Exercise instructions: Transcribe each record exactly. Omit the pictures.

Extracted entries:
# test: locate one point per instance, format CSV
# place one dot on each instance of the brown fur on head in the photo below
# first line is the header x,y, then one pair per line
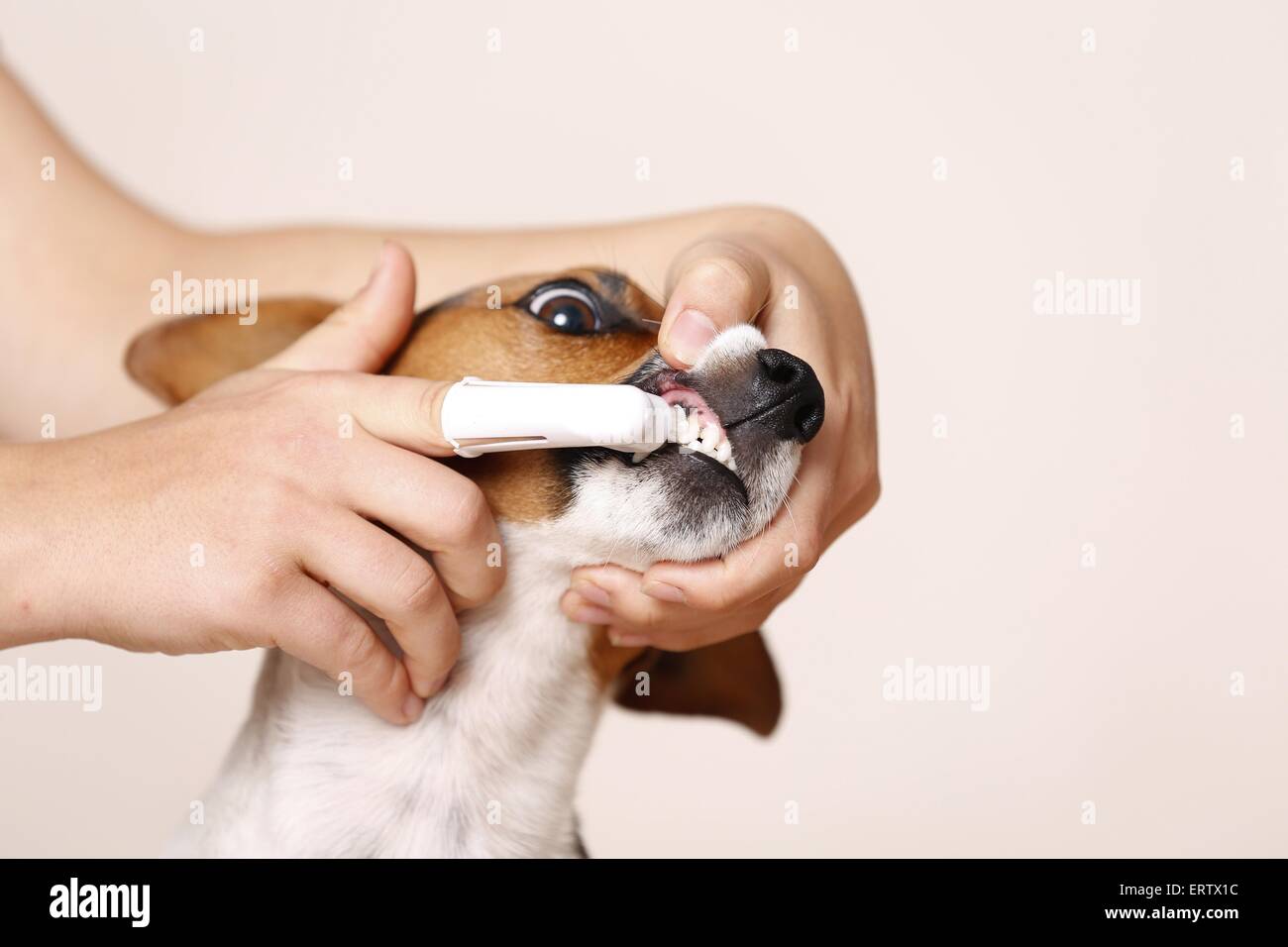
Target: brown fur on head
x,y
518,329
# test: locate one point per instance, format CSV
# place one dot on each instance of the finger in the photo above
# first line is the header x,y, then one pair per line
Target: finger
x,y
331,637
404,411
715,285
613,595
394,582
632,618
434,506
364,333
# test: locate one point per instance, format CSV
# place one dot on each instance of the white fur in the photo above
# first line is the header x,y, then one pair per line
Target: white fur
x,y
489,770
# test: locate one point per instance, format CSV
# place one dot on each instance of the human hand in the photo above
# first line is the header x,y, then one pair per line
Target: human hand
x,y
226,522
755,273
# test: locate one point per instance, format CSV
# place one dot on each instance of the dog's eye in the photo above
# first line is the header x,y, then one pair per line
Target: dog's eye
x,y
567,308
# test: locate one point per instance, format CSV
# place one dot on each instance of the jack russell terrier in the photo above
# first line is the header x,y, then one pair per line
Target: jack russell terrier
x,y
490,767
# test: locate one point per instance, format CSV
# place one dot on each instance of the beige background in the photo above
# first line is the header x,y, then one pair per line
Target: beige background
x,y
1109,684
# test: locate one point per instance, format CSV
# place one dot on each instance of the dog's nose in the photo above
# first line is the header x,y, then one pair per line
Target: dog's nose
x,y
786,395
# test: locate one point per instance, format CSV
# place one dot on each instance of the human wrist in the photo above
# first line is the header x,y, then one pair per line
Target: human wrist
x,y
33,605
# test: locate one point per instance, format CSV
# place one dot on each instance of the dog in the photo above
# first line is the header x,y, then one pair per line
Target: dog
x,y
489,768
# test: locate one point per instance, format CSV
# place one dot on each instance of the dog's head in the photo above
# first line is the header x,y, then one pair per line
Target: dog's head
x,y
750,407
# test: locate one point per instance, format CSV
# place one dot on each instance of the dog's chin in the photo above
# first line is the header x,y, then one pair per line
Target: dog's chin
x,y
677,504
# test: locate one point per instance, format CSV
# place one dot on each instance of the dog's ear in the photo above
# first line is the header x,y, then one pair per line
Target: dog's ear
x,y
178,359
733,680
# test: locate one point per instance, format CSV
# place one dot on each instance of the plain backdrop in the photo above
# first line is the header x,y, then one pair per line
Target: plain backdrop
x,y
954,154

Written reply:
# test: locate one point per instance, format CSV
# place one dot on each instance of the brown fur on head in the photo below
# first line is the header x,y, then one pair per line
Target: brown fur on head
x,y
518,329
# test: locate one point per instance, format CSV
# place one dot on each instance of the finger in the photo above
# first line is the header x,y, then one pair per line
Target: finger
x,y
331,637
404,411
715,285
613,595
394,582
632,618
434,506
364,333
# test: locate one point per instance, format CSV
# place one dot on each instance of the white fur in the photo above
# first line is the header x,y, then one pair per line
Target: white fur
x,y
489,770
# test: locate one point per instance, format CSV
# place one dot on each instance of the human hand in the photo above
# first line is the header x,y, then one pair per line
Target: human hand
x,y
226,522
755,273
# test: locate one point per instance, format CSV
# place one dot on each instance of the dog's eye in the photo above
# first line is the header x,y, then one pair per line
Target: dog's eye
x,y
567,308
# test: locate one point per instance, format CSV
# place one dot on each instance of the jack russell terrier in the photo above
# first line is the header x,y, then one pair per line
Target: jack russell terrier
x,y
490,767
# test: locate one point per instance, format CSV
# place one dot on each instance of the beige background in the photo above
# first line is the header x,y, then one pair per line
Target: beige background
x,y
1109,684
# test: locate one point per instance, format CSV
# place one dot on each instance of the dog's nose in the photo above
# first line is the header x,y, then one pair per line
Target: dog's nose
x,y
786,395
# test: locate one point per instance, format CSV
# place one dot on each instance of the human wrist in the photo above
# first line is the header x,y, then one pair per line
Target: human wrist
x,y
33,605
# test: locate one point per instance, format CSV
# place one dot on each instance of the dog in the photo above
# first line is the header x,y, then one pair per line
Target: dog
x,y
489,768
# test: locate one point per instance, format CSV
# place one dot on each instance of the dog's head in the photo above
# first line is the header x,y, then one pair per line
Target: dog's head
x,y
750,407
# test: locate one point per instance, format CSV
# place one dot on each instance of the dog's chin in the photo above
# first line is the header x,y, then one pair per line
Target: dog's chin
x,y
677,504
# test: locate one point per instance, format CSV
# place one dot on each instance of the dog's ear in the photo above
# first line is the header x,y, then one pair per line
Target: dog's ear
x,y
178,359
733,680
# test: locate one point per instance, format CSV
# place one dot on each instance of the plain backdrop in the photo above
# first line is the header x,y, then one pair per line
Target: plain backdrop
x,y
954,154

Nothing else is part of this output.